##### Text excerpt
LWN.net Logo

Kernel development

Brief items

Kernel release status

The current development kernel is 3.8-rc3, released on January 9. "Anyway, another week, another -rc. A fairly normal-sized one." Changesets continue to flow into the mainline repository; along with the usual fixes, they include a new driver for Wilocity wil6210-based WiFi cards.

Stable updates: 3.0.58, 3.4.25, and 3.7.2 were released on January 11; 3.2.37 came out on January 16. Massive updates set to become 3.0.59, 3.4.26, 3.5.7.3, and 3.7.3 are all in the review process as of this writing; they can be expected on or after January 17.

Comments (1 posted)

Quotes of the week

IMHO we ought to have a policy that anything of any relevance has *two* maintainers or more. That way there is always someone to help pick a new maintainer if one drops out and we are mostly not at the mercy of real world happenings. We also need to be much more active in giving maintainers the boot if they vanish (and having two maintainers will balance the effect nicely).
Alan Cox

We do not say "user mode shouldn't". Seriously. EVER. User mode *does*, and we deal with it.
Linus Torvalds

Comments (4 posted)
##########
##### Given data
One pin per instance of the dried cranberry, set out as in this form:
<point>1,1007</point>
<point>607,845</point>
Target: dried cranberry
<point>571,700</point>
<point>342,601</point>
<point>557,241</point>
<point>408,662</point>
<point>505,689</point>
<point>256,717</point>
##########
Set of tasks:
- A) On the kernel development page, what date did 3.8-rc3 come out?
- B) Using the kernel development page, explain in one to three sentences why Alan Cox wants anything of relevance to have at least two maintainers.

Task-by-task solutions:
- A) January 9.

- B) With two or more maintainers, someone is always there to help choose a new maintainer if one drops out, so the project is mostly not at the mercy of real-world happenings. It would also balance the effect of being more active in removing maintainers who vanish.